**EXERCISE AIM**
Search the data for "trees". Return each matching line.

(PROVIDED ENTRIES begins)

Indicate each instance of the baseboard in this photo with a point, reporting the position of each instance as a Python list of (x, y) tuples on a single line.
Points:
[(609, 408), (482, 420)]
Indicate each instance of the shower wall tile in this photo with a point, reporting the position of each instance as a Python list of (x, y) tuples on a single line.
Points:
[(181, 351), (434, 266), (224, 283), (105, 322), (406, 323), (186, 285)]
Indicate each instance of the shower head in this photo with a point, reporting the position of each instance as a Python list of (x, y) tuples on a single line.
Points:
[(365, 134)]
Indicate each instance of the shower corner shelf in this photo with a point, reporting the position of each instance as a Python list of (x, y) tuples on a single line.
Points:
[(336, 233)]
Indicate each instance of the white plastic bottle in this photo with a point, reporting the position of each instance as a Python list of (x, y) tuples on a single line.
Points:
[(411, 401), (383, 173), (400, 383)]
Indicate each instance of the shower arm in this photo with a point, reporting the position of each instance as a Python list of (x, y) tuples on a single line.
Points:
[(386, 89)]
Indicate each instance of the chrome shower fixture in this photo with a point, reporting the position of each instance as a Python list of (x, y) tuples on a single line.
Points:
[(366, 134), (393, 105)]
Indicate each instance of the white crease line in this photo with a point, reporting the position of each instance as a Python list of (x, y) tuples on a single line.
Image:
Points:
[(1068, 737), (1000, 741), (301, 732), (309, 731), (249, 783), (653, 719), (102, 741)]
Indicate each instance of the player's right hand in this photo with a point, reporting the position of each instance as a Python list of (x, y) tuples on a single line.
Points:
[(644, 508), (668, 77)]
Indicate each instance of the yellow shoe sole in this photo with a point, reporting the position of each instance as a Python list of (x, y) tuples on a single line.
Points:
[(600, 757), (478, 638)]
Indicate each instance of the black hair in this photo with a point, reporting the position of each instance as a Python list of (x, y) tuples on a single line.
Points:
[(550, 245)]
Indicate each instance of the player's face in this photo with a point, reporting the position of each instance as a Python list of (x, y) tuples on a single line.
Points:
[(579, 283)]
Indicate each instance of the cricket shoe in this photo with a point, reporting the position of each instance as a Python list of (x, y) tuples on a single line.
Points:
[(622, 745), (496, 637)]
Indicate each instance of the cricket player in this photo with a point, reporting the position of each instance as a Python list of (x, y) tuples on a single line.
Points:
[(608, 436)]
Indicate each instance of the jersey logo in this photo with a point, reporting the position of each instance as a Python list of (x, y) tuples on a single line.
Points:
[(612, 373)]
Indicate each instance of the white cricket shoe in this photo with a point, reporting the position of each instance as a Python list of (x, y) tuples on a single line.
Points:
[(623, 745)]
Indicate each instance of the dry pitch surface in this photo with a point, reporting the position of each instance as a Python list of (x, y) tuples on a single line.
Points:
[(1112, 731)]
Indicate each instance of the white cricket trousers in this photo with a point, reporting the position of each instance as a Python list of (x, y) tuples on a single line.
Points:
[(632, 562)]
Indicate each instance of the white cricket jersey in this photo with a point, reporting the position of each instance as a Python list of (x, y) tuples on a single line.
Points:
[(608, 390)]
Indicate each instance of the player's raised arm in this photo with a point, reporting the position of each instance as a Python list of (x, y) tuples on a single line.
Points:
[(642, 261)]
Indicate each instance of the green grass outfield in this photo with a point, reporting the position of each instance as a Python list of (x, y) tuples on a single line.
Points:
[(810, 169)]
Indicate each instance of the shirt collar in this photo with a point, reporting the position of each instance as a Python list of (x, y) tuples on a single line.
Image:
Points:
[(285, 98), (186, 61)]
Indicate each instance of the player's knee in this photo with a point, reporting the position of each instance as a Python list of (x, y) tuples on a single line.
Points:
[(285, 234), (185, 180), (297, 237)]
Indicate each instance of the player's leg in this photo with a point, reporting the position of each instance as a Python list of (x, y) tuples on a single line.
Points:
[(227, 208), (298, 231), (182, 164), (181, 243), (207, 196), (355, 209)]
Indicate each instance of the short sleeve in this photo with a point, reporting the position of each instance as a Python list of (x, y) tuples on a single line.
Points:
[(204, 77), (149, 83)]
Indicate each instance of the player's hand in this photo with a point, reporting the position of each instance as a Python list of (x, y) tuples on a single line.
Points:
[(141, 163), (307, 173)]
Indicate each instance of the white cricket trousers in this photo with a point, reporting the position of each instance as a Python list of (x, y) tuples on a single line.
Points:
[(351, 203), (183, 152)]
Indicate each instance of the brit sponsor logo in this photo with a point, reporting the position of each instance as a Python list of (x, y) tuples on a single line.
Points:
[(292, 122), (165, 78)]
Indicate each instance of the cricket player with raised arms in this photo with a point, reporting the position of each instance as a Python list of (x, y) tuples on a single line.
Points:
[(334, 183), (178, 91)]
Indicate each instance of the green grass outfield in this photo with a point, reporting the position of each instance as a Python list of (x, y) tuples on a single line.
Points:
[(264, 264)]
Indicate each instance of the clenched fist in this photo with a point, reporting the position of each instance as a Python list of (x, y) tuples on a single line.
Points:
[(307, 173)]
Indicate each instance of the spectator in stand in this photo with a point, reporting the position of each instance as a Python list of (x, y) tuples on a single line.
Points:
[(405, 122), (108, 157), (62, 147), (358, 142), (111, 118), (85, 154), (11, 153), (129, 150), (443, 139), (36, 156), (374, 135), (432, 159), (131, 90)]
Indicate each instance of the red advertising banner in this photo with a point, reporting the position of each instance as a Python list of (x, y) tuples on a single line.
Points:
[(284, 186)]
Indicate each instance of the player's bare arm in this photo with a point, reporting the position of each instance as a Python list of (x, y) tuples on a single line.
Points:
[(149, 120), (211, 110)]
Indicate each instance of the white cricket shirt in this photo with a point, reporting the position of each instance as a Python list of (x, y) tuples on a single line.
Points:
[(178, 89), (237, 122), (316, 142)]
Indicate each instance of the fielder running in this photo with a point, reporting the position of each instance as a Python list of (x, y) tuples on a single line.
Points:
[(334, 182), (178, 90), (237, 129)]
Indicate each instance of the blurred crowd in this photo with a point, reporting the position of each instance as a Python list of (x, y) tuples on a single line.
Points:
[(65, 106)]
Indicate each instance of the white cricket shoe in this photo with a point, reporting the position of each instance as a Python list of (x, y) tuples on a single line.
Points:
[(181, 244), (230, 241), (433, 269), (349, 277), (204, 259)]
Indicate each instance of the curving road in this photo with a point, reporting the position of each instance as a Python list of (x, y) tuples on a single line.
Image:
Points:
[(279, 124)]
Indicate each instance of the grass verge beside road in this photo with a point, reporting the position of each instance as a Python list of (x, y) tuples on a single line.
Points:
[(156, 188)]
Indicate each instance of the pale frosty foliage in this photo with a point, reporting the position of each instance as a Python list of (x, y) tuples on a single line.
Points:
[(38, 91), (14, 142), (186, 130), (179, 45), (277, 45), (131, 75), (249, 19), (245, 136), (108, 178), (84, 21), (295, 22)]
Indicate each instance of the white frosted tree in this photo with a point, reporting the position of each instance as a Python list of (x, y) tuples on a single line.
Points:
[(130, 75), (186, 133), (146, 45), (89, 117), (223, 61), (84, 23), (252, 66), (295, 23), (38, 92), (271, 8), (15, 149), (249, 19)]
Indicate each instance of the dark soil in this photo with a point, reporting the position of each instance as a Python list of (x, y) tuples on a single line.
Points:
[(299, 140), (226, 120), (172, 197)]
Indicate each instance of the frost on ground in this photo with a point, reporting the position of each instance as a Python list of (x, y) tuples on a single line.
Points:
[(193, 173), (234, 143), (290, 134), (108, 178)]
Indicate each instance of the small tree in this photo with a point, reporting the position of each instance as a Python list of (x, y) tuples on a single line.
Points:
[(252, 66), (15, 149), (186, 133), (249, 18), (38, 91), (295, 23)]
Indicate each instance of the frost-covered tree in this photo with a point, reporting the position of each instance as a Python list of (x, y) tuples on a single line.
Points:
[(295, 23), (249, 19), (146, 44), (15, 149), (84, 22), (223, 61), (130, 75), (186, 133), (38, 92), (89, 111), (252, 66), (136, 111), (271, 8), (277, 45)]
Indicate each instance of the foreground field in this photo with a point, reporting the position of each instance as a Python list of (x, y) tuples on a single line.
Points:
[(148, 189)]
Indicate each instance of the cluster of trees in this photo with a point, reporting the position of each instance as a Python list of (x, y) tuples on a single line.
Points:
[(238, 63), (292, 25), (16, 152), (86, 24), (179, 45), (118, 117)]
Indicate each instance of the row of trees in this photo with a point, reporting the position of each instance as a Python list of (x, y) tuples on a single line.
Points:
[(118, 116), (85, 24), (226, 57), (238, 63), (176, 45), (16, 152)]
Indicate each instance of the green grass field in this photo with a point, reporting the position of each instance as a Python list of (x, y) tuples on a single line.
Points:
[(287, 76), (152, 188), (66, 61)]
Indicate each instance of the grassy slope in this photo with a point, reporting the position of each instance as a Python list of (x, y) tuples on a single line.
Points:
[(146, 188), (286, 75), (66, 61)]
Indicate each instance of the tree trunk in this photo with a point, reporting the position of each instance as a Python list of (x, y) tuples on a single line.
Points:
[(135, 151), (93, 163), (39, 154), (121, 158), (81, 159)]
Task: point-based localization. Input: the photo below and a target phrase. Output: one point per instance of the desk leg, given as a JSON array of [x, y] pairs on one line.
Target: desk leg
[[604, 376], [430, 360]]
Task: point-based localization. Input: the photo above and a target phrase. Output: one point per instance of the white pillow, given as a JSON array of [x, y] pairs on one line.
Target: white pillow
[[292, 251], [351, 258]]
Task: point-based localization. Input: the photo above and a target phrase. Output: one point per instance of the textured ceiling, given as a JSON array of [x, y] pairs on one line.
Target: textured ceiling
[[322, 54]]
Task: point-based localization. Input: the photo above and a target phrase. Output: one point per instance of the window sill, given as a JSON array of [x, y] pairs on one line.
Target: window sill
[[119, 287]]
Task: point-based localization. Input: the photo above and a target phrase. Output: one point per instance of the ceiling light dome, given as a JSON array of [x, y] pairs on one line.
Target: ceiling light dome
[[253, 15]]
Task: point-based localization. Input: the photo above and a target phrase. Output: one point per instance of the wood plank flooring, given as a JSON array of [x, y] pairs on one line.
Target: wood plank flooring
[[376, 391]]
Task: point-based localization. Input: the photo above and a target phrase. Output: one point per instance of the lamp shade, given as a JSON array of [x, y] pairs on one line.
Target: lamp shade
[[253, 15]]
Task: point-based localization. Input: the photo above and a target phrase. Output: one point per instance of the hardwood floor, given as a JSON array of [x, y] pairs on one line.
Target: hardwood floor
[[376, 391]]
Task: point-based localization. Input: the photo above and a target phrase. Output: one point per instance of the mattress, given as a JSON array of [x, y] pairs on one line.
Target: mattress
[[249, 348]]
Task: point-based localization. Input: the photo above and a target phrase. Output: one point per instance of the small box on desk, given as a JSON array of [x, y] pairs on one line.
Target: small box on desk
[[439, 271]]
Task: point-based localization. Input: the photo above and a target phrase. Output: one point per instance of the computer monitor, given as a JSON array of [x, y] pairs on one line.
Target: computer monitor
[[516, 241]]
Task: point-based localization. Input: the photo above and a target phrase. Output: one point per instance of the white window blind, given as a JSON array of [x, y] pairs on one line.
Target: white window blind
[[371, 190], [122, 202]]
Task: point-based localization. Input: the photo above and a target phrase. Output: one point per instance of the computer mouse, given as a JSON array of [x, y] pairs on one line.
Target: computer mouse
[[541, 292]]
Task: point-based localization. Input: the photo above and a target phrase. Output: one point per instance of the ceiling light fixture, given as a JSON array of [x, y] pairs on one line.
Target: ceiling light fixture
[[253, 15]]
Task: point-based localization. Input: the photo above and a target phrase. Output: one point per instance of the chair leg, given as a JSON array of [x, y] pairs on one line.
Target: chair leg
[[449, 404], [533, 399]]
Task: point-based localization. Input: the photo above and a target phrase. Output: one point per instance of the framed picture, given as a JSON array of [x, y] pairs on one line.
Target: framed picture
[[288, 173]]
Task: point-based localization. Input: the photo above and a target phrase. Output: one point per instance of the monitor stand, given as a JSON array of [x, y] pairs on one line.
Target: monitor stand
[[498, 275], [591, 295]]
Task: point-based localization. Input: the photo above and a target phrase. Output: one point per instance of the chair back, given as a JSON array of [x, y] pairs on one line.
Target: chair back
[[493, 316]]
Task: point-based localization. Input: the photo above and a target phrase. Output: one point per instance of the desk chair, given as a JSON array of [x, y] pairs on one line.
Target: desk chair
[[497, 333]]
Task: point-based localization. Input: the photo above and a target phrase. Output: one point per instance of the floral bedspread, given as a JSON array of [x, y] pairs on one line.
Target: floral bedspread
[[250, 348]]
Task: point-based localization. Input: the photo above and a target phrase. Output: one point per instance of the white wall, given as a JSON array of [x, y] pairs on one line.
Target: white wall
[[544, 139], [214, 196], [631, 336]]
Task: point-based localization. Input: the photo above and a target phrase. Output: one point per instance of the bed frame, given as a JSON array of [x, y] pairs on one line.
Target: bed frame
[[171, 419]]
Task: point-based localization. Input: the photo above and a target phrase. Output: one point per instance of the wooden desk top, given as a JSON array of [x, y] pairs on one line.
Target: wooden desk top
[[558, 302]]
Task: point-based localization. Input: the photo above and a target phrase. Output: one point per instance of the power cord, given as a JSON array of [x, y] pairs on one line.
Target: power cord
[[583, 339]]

(PROVIDED ENTRIES ends)

**RESULT**
Indicate each instance of the cluster of trees in this photo with a point, reporting the position of each instance as a Python list of (x, y) tuples on a single line.
Indicate each instance of the row of trees in this photo with a point, reporting the position of each instance as a Python list of (x, y) tuples on a single line.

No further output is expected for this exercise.